**Exercise aim**:
Could you reproduce, word for word, everything in the article on Indonesia's S&P outlook from "Irman said that" down to "domestic financial market."?

**Page extract**:

********************

By: David Hutapea )*

Rating agency Standard and Poor’s (S&P) has raised Indonesia’s outlook to stable. This rating agency also maintains Indonesia’s debt rating at the BBB (investment grade) level. The rating improvement is expected to increase national investment.

Bank Danamon Macroeconomic Analyst Irman Faiz said, S&P raised Indonesia’s outlook due to Indonesia’s improving macro and fiscal conditions. This can be seen from the continued domestic economic recovery, although it was hindered by the outbreak of the Omicron variant of the Covid-19 virus.

Irman said that the domestic economic recovery continued despite the outbreak of the Omicron variant of the Corona virus. However, the recovery is faster and the impact is less than the previous variant. Fiscal conditions are also good, as seen in the midst of rising commodities, state revenues are also improving, providing room for the fiscal deficit to return to below 3% in 2023.

According to Irman, the impact of the increase in Indonesia’s outlook will affect the level of confidence of global investors in Indonesia. Especially for direct investment or foreign direct investment (FDI) and portfolio investment to the domestic financial market.

He said that FDI flows in the first quarter of 2022 were very good. With this improvement in outlook, global investors should be more confident and optimistic about the Indonesian economy. Meanwhile, from portfolio investment, the increase in Indonesia’s outlook is positive for global investors who have invested their funds for a longer period of time.

On a different occasion, Permata Bank economist Josua Pardede assessed that the increase in Indonesia’s rating outlook from negative to stable by S&P was driven by several factors. The main factor is the increase in commodity prices that support the condition of Indonesia’s external balance. This is reflected in Indonesia’s current account which recorded a surplus in the third quarter of 2021 and fourth quarter of 2021.

Apart from a balanced external side, S&P is also considering increasing Indonesia’s economic activity and also implementing fiscal consolidation by the government as part of the post-Covid-19 exit strategy.

The APBN deficit which tends to shrink, indicates a very prudent management of state finances and even within the indicative ceiling of the 2023 APBN, the fiscal deficit is expected to return to normal conditions, namely 3% of Gross Domestic Product (GDP).

This also implies that the condition of government debt tends to decline, which in turn shows that debt sustainability continues to improve. Josua also assessed that this change in outlook would be able to support rupiah stability and yield movements in the financial market.

However, in line with the affirmation of Indonesia’s rating rating, the impact of the increase in the rating outlook on the rupiah and bonds tends to be short-term. In the future, if Indonesia’s debt condition improves, the outlook may turn positive, which has the potential to raise Indonesia’s rating in general.

Indonesia is also trying to make it easier for potential investors to understand the potential sectors to invest in Indonesia, the preparation of a strategic project map of investment opportunities will also have a positive impact on Indonesia’s economic growth. The more investors invest in Indonesia, Indonesia can create more jobs, develop the regional economy and increase the country’s foreign exchange.

Indonesia’s macroeconomic stabilization is also increasingly maintained, where the inflation rate is low at 1.75% in November 2021. It is hoped that if the government focuses on efforts to stabilize politics, security and the economy, it is not impossible that Indonesia will get the title of the top 50 investment-worthy countries, where previously in 2017 Indonesia was still in position 91.

Indonesia is considered still attractive to investors because of the sustainability of the government’s policy focus on the economy and development. To be even better, the government still needs to make policies that can attract investors, such as tax incentives as well as research and vocational training. And no less important is the improvement of the quality of human resources, in accordance with the needs of modern industry that is developing at this time.

Of course, this stability must be maintained so that investment in Indonesia will increase and strengthen, so that employment opportunities will also increase.

********************

**Data shown**:
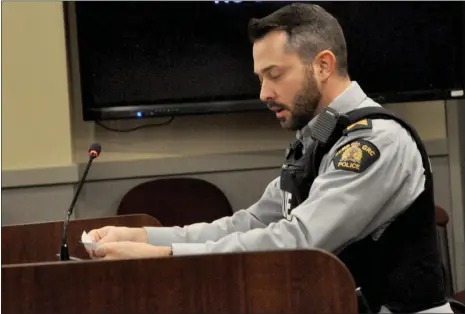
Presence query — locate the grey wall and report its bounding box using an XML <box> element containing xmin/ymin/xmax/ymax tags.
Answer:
<box><xmin>2</xmin><ymin>140</ymin><xmax>463</xmax><ymax>292</ymax></box>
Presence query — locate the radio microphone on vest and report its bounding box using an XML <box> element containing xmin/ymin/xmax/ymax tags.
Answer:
<box><xmin>60</xmin><ymin>143</ymin><xmax>102</xmax><ymax>261</ymax></box>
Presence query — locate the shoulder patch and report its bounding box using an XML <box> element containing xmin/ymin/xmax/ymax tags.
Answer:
<box><xmin>333</xmin><ymin>139</ymin><xmax>380</xmax><ymax>173</ymax></box>
<box><xmin>344</xmin><ymin>119</ymin><xmax>373</xmax><ymax>135</ymax></box>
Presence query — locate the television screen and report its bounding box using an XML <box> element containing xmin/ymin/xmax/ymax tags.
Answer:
<box><xmin>69</xmin><ymin>1</ymin><xmax>465</xmax><ymax>120</ymax></box>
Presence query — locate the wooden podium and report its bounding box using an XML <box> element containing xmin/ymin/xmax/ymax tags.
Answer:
<box><xmin>2</xmin><ymin>215</ymin><xmax>357</xmax><ymax>314</ymax></box>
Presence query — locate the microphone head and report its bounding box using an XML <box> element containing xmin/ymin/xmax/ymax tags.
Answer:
<box><xmin>88</xmin><ymin>143</ymin><xmax>102</xmax><ymax>158</ymax></box>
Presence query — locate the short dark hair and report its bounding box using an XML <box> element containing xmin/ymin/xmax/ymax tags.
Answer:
<box><xmin>248</xmin><ymin>3</ymin><xmax>348</xmax><ymax>75</ymax></box>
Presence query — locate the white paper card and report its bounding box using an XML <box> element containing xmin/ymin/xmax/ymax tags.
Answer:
<box><xmin>80</xmin><ymin>231</ymin><xmax>98</xmax><ymax>249</ymax></box>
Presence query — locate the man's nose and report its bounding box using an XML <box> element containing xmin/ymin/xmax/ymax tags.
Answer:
<box><xmin>260</xmin><ymin>83</ymin><xmax>276</xmax><ymax>101</ymax></box>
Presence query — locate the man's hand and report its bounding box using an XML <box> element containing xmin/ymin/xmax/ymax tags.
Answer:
<box><xmin>85</xmin><ymin>226</ymin><xmax>147</xmax><ymax>257</ymax></box>
<box><xmin>88</xmin><ymin>226</ymin><xmax>147</xmax><ymax>243</ymax></box>
<box><xmin>93</xmin><ymin>242</ymin><xmax>171</xmax><ymax>260</ymax></box>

********************

**Answer area**:
Irman said that the domestic economic recovery continued despite the outbreak of the Omicron variant of the Corona virus. However, the recovery is faster and the impact is less than the previous variant. Fiscal conditions are also good, as seen in the midst of rising commodities, state revenues are also improving, providing room for the fiscal deficit to return to below 3% in 2023.

According to Irman, the impact of the increase in Indonesia’s outlook will affect the level of confidence of global investors in Indonesia. Especially for direct investment or foreign direct investment (FDI) and portfolio investment to the domestic financial market.